◆ Task to carry out ◆
In the data that follows, find the line containing "point: the concrete sidewalk, center"; then quote that line and every line after it, exactly, through the last one.

◆ Records supplied ◆
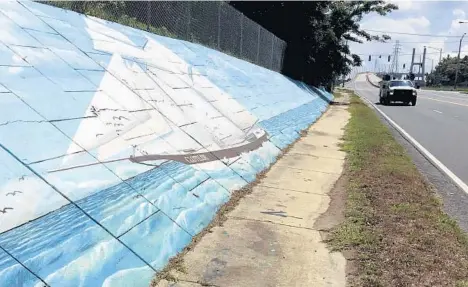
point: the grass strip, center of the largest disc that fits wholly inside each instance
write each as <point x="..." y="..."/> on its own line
<point x="394" y="225"/>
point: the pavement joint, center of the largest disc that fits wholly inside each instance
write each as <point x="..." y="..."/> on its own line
<point x="315" y="156"/>
<point x="294" y="190"/>
<point x="271" y="222"/>
<point x="303" y="169"/>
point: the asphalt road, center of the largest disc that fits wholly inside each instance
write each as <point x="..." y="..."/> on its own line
<point x="439" y="122"/>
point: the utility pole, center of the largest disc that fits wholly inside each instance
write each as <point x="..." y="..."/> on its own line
<point x="396" y="51"/>
<point x="458" y="63"/>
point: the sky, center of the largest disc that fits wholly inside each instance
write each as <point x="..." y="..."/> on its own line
<point x="439" y="19"/>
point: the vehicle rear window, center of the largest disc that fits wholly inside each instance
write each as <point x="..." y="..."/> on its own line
<point x="400" y="84"/>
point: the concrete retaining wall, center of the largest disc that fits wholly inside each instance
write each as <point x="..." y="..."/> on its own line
<point x="117" y="146"/>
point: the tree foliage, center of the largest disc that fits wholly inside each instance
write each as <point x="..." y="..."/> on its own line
<point x="444" y="72"/>
<point x="317" y="34"/>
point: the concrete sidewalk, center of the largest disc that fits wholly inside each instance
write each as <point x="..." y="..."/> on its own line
<point x="269" y="239"/>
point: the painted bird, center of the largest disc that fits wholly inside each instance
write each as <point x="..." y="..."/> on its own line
<point x="120" y="118"/>
<point x="14" y="193"/>
<point x="5" y="209"/>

◆ Result of the task ◆
point: the concrete sidewalk, center of the largest disc that fits wholly inside each instance
write each as <point x="..." y="..."/> on its own line
<point x="269" y="239"/>
point: the painted bird, center of the largest disc that fits wholly inside each instance
write each as <point x="..." y="..."/> on its own line
<point x="120" y="118"/>
<point x="14" y="193"/>
<point x="5" y="209"/>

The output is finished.